TEXT BLOCK -

Scorps, my DH was adamant about going, no if no buts, sod the DCs, pending exams whatever. He was going and he went. Fortunately he did have a "road to Damascas" conversion and realised what he was doing. If may have been when I made him collect his stuff, contacted solicitors, when I started calling the shots etc and also OW started to show her true colours. But I did start to take control after 3/4 weeks, to get on with my life as it was going to be (solicitor told me I was likely to end up in rented accommodation, on benefits with 4dcs as he had completely f*ed our finances). That was the worse case senario (sp?) and I thought I could live with that - I would still be me and I would have the DC (but not it seems if OW had anything to do with it but that's another story).

One of my dearest friends actually told me to work on the assumption that he is not coming and she was right, you have to get on with things and you will.

GIVEN DATA -
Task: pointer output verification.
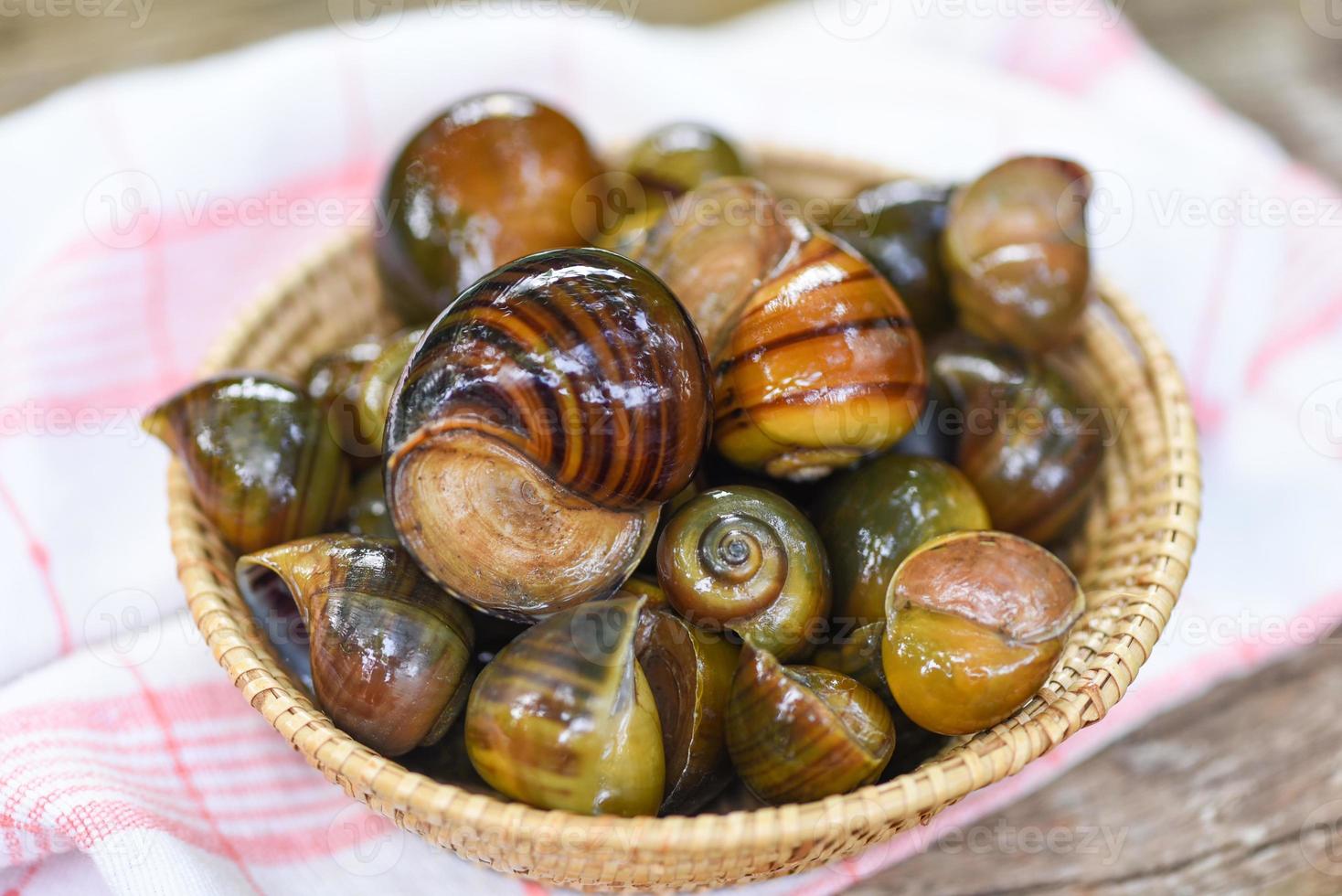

TASK A - Check each statement against the forum post about a husband who left, placed before the lines. For each, answer yes or no and quote the deciding words. (i) A solicitor said the writer would likely end up in rented accommodation. (ii) The writer started to take control about one week after he left. (iii) A close friend advised assuming he would not come back.
TASK B - Please continue the forum post about a husband who left, placed before the lines, starting after its final sentence.

WRITTEN RESPONSE A -
(i) Yes: "solicitor told me I was likely to end up in rented accommodation"
(ii) No: "But I did start to take control after 3/4 weeks"
(iii) Yes: "work on the assumption that he is not coming"

WRITTEN RESPONSE B -
I hate to say it again, but it is all pointing to him having someone waiting in the wings - you only have to watch the affair on Coronation Street play out to see the pull of it. And he is saying exactly the same thing as my DH said and nothing, however logical, would/could have convinced him otherwise. Let him go and build your life with your DC, heal yourself first, go to Relate on your own if necessary, and then when you are ready you will find someone who will treat you as you are meant to be treated.

countingto10 · 20/12/2009 17:31

"that he is NOT coming back" oops

MisSalToeKisses · 20/12/2009 17:37

Hi Scorps. I'm really glad to hear you're at your parents now - you need to be in loving surroundings. It is good to hear you say that your behaviour is in response to his actions, I think it is good that you realise this, even if he is too ... well, whatever, to realise that.

Reading back over the last couple of days, I can see you becoming stronger somehow. I know it must surely not feel like it now, but you will be ok. Your friends and family love you more than anything, and like you say, they will be with you to help you pick up the pieces. When he leaves, it will be his loss. A big one at it.

Keep an eye on your health, speak to gp or hv if in doubt. We all care about you so much and are thinking of you.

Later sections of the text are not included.